Copy out each entry precisely; no image belongs in the result.

GIVEN RECORDS -
Start of Block

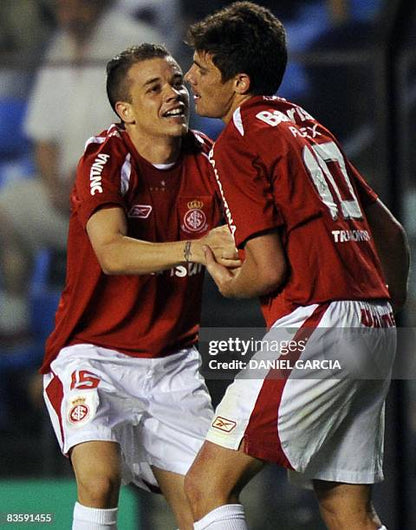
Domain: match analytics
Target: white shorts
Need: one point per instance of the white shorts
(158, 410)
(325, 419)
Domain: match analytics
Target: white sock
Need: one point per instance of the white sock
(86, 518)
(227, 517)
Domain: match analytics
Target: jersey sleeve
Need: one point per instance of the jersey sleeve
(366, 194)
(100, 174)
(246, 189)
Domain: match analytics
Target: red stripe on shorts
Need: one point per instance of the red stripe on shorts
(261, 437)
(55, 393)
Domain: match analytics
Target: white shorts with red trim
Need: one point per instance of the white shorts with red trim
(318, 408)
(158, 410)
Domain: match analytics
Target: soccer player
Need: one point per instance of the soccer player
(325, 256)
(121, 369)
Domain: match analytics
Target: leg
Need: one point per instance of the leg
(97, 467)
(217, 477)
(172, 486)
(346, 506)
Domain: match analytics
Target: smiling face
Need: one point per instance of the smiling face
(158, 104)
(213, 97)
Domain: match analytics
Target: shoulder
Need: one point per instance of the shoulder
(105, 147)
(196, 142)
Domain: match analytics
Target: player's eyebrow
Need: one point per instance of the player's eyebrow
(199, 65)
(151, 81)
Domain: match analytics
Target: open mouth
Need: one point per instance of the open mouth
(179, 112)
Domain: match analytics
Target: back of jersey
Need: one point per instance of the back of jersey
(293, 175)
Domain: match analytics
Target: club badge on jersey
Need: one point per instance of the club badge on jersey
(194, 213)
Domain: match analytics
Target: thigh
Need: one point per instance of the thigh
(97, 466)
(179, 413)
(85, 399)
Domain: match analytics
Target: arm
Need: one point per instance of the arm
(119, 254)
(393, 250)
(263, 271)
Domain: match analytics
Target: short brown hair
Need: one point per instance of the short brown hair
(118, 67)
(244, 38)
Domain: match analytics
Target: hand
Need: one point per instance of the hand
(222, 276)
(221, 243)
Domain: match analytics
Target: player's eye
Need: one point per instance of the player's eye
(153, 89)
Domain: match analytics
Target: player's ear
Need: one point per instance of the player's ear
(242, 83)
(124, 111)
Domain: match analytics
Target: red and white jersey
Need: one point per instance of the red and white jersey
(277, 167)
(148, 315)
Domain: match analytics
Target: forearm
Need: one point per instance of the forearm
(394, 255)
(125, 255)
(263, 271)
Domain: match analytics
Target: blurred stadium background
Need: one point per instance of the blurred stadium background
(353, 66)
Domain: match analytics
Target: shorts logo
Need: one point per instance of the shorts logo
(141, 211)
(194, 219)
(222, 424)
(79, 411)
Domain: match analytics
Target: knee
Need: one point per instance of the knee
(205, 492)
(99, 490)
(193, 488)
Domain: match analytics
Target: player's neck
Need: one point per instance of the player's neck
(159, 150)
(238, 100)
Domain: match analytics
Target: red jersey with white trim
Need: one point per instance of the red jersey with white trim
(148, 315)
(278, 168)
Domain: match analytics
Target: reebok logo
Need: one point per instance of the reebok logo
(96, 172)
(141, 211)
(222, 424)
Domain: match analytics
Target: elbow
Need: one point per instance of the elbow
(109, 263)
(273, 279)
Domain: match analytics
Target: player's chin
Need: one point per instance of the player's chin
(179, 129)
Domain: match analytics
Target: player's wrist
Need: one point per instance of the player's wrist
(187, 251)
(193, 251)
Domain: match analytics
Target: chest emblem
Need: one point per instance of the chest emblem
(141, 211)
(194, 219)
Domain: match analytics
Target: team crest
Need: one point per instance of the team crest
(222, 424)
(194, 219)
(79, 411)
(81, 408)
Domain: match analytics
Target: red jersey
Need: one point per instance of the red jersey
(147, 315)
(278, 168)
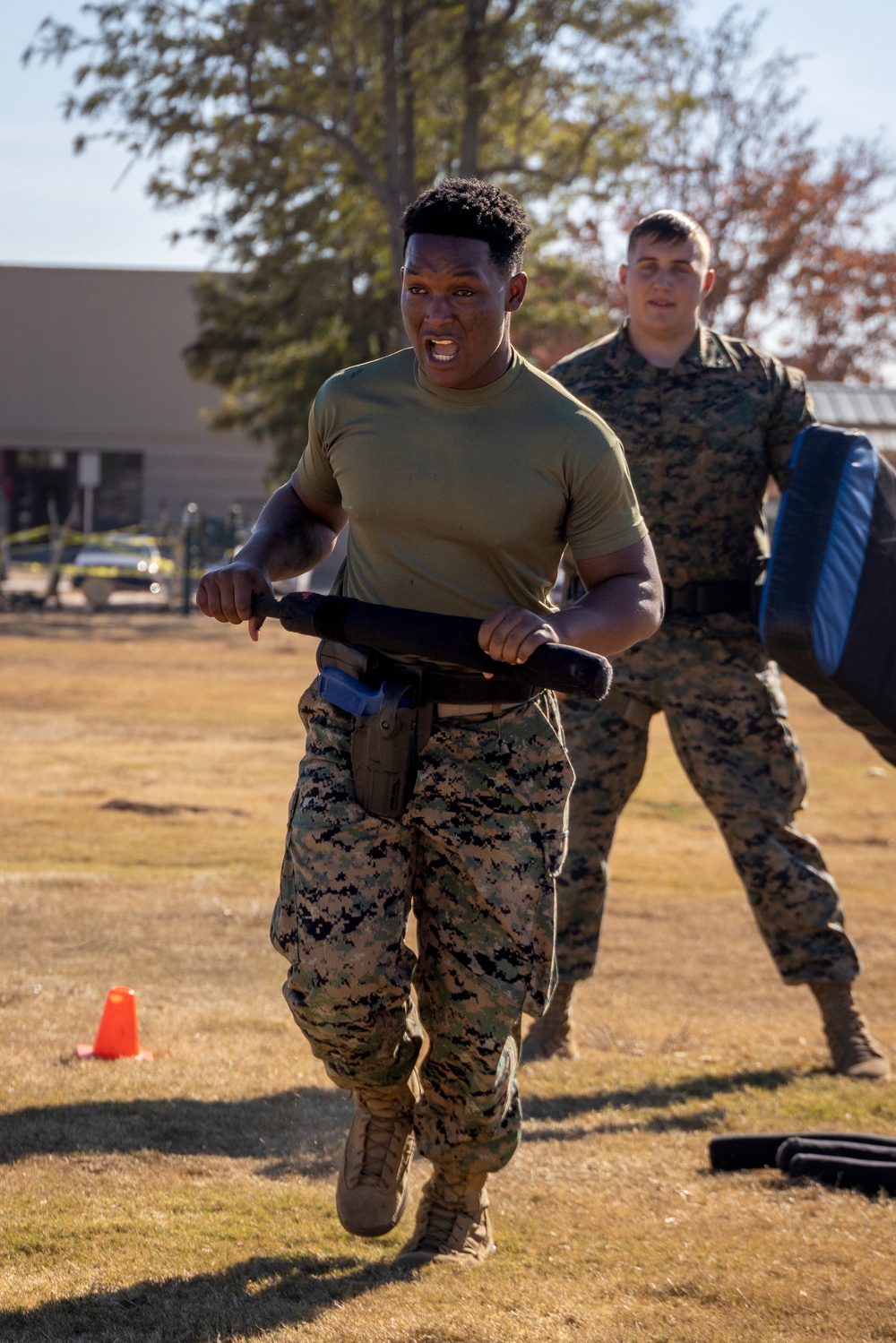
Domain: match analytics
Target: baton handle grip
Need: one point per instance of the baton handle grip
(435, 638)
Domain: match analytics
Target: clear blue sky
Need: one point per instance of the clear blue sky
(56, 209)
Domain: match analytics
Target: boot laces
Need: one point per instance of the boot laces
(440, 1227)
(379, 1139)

End of Block

RESPONSE AREA -
Domain: match analytics
Target: white shorts
Need: one point per instance of the white shorts
(158, 410)
(325, 419)
Domain: match analytics
Target: white sock
Need: one point per instance of the white sock
(86, 518)
(227, 517)
Domain: match analytics
Target: jersey sleeve
Need: one point per instance of the jersey sleeve
(366, 194)
(100, 174)
(246, 189)
Domain: match analytics
Target: red stripe on shorts
Need: one point per instance of the red stripe on shorts
(261, 437)
(55, 393)
Domain: match analytics
Target: white shorts with red trim
Need: one point per instance of the white shorts with red trim
(318, 408)
(158, 410)
Domain: match analytics
Target: soccer player
Need: one point per instance of the soccer player
(325, 256)
(121, 369)
Domain: match analytics
Target: leg
Need: one point per instance of the leg
(97, 467)
(217, 477)
(172, 486)
(346, 506)
Domain: match analytics
Target: smiling face
Need: one point per instance of the smiling face
(158, 104)
(213, 97)
Domain: match analytics
Target: shoulder
Need: one point per instance of the shoulder
(105, 147)
(196, 142)
Domain: match analytics
Target: player's eyebrow
Need: one point per instance of the player's eyebrow
(199, 65)
(151, 81)
Domain: match analytics
Target: open mouth
Need: one point per instance of the open mouth
(179, 112)
Domain: match analytics
Target: back of jersey
Need: one point per instance of the back of jersey
(293, 175)
Domain: match analytics
Target: club badge on jersey
Need: one point per instance of the club badge on jersey
(194, 213)
Domain: match analytics
Target: thigh
Need: one point per instance of the thigh
(97, 466)
(179, 413)
(85, 399)
Domain: match analytics
Target: arm
Need: one point per instance of the arm
(119, 254)
(393, 250)
(263, 271)
Domain: match analytics
Target: short brown hair
Need: one point per instance of the short brown hair
(118, 67)
(244, 38)
Domain: match analytics
Target: hand
Need: one point per instance of the hand
(222, 276)
(221, 243)
Domain: match analytics
Target: player's eye
Need: one point per instance of the player's eye
(153, 89)
Domain: match analytics
Target: player's ear
Need: one point per instance of the player's ear
(242, 83)
(124, 111)
Domain: match analytics
Target: red and white jersey
Need: one point per instance of the red and white jersey
(277, 167)
(148, 315)
Domain: match analytics
Target: forearm
Need: one point per instance of the forearm
(394, 255)
(125, 255)
(263, 271)
Domain: match analytics
Target: blurred stadium background
Need: one point per instance of the blurred stadium background
(353, 66)
Domain: match analytics
Target: shorts logo
Need: one point per instance of the shorts logo
(141, 211)
(194, 219)
(222, 424)
(79, 411)
Domain: match analytics
Target: knee
Need: one point per instance of the knee
(205, 492)
(99, 490)
(193, 488)
Domain: match analytics
Target: player's neck
Need: one point per instance of the player's neck
(159, 150)
(238, 100)
Domain: match analytics
Target: red jersey with white trim
Need: one point per instance of the red jersey with white trim
(148, 315)
(278, 168)
Domain: match analytics
Target: reebok logo
Need: one point per instance of the reebok logo
(96, 172)
(141, 211)
(222, 424)
Domain: match analytics
Target: elbow
Need: one point per instance of the elbow
(109, 263)
(273, 279)
Domain: match analytics
Target: player's chin
Need: one point per instance of the player's chin
(179, 129)
Domain: match analytics
Target: player's wrist
Need: one point per instance of the player's wrist
(187, 251)
(193, 251)
Domain: match analytics
Target: chest emblem
Need: one point per instance of the chest emblem
(141, 211)
(194, 219)
Domain: match analytics
Target: team crest
Need: one point per instance of the team crest
(222, 424)
(194, 219)
(79, 411)
(81, 408)
Domain: match analytics
Target: red jersey
Need: one point per instance of the red jersey
(147, 315)
(278, 168)
Domain: match analytics
Target: baton handle grip
Need: one point per instance of the baton handle grip
(435, 638)
Domain: match analytics
Target: clear blue sky
Need: one point per instance of the clear blue sky
(56, 209)
Domain: match analytics
Target: boot laces
Need: one point per instance of the boot laces
(440, 1227)
(379, 1139)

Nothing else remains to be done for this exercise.